[Exercise prompt]
Your answer should hold every line of the records below that contains the string "blue".

(Beginning of Data in this exercise)

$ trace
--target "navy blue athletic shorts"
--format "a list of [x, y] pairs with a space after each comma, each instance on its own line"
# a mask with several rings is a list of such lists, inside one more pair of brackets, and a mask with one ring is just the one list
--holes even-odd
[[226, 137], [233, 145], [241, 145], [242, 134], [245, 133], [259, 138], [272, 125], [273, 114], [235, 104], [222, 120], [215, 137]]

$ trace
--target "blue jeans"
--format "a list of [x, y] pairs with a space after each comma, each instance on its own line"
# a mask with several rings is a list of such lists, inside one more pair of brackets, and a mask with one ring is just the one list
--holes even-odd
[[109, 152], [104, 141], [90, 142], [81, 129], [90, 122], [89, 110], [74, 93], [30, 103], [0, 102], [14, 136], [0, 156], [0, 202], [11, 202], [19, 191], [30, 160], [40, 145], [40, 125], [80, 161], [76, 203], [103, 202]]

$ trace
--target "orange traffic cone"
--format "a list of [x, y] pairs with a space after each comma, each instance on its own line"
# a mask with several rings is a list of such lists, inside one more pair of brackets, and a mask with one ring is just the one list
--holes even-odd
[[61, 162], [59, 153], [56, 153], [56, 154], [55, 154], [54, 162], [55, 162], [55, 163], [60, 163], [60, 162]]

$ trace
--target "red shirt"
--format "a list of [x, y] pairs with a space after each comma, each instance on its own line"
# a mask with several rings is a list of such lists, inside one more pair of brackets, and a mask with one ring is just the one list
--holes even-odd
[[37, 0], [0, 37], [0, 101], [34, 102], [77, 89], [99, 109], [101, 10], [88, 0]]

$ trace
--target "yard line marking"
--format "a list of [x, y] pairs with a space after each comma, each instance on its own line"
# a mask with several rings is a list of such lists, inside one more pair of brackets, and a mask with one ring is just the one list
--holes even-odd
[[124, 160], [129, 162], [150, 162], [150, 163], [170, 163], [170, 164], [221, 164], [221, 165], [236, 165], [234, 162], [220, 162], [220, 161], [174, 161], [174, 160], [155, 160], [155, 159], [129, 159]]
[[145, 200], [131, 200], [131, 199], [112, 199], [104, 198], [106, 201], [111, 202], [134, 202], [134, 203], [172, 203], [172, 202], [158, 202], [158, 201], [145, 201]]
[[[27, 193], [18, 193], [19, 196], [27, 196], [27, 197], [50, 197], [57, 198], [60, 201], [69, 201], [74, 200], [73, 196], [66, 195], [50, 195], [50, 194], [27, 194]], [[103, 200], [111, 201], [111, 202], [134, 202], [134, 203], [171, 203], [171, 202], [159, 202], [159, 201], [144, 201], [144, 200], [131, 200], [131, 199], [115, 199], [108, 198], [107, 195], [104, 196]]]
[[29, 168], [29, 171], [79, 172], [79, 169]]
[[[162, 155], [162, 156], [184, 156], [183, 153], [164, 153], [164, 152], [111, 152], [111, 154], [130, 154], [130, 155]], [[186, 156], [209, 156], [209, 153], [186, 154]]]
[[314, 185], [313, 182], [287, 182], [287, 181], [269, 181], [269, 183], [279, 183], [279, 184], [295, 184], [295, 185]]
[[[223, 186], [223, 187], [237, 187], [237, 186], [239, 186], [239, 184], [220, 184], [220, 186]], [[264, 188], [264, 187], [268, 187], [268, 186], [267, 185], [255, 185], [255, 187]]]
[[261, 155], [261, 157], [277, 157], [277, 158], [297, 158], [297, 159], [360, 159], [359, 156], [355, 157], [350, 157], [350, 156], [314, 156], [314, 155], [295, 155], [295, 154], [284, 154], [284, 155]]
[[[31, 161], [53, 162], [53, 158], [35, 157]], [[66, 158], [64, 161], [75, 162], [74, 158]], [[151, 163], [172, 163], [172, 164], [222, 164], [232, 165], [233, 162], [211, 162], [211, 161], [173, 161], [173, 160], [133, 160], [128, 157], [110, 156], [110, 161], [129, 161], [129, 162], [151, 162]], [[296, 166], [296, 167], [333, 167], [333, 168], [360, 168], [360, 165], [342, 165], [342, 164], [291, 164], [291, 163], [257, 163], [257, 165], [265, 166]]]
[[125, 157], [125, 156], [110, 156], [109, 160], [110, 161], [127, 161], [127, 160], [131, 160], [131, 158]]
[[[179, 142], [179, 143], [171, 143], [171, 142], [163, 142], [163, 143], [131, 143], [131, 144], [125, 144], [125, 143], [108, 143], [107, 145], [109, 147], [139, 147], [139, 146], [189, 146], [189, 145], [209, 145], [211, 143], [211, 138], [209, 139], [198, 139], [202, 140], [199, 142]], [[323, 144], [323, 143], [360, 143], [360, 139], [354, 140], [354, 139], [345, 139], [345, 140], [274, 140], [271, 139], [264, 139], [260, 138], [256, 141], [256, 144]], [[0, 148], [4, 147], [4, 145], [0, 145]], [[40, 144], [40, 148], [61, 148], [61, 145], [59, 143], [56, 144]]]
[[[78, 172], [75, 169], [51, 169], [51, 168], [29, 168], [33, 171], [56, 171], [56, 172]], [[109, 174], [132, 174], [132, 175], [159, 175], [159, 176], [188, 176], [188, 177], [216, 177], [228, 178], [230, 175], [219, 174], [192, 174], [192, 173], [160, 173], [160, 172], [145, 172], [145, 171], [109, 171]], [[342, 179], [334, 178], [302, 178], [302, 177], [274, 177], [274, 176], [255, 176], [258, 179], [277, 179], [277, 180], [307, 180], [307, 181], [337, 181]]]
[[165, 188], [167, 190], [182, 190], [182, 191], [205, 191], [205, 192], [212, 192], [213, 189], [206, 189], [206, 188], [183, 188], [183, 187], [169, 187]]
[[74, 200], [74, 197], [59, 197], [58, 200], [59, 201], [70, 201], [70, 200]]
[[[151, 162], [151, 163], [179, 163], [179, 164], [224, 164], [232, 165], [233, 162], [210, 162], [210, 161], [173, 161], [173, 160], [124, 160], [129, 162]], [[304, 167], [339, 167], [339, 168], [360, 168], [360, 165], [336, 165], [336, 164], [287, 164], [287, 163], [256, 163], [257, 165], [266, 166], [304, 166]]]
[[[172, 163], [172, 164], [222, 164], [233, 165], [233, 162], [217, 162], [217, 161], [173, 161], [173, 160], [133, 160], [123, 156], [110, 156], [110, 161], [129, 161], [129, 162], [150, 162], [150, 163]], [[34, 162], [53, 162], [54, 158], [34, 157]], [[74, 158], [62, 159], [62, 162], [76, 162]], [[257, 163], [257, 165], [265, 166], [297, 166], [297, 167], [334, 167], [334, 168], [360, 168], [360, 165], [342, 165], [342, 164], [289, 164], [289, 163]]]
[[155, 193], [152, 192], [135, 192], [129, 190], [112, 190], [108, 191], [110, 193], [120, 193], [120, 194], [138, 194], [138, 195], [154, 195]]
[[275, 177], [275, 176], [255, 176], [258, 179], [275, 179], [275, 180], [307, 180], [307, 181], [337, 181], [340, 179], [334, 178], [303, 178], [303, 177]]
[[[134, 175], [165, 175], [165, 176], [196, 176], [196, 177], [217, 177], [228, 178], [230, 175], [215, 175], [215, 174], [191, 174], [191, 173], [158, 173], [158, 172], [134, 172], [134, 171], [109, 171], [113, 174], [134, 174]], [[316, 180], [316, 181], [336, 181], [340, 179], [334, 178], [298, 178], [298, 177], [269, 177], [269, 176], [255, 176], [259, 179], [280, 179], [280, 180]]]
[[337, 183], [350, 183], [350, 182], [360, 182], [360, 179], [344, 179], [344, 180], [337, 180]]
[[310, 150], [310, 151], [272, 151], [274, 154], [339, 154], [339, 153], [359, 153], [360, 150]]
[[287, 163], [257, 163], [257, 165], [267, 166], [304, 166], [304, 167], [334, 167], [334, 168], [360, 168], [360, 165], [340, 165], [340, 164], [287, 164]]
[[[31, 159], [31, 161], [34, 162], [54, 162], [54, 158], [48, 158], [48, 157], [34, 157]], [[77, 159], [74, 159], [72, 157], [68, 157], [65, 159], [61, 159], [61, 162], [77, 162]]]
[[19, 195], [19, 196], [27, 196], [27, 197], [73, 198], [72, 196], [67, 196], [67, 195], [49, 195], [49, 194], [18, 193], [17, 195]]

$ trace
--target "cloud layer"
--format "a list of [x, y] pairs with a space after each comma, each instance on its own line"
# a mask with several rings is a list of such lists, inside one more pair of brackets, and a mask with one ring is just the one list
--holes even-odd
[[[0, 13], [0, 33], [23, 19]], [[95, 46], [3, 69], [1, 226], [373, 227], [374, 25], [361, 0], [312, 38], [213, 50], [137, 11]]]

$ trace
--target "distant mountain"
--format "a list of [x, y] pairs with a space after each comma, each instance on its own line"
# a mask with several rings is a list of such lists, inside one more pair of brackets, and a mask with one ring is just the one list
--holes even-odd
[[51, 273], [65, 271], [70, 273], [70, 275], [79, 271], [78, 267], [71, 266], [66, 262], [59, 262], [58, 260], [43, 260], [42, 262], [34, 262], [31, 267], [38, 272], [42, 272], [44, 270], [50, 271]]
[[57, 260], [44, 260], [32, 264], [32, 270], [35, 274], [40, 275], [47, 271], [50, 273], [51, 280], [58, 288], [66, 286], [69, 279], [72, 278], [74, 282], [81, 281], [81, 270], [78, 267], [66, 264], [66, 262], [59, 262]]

(End of Data in this exercise)

[Task result]
--target "navy blue athletic shorts"
--target "blue jeans"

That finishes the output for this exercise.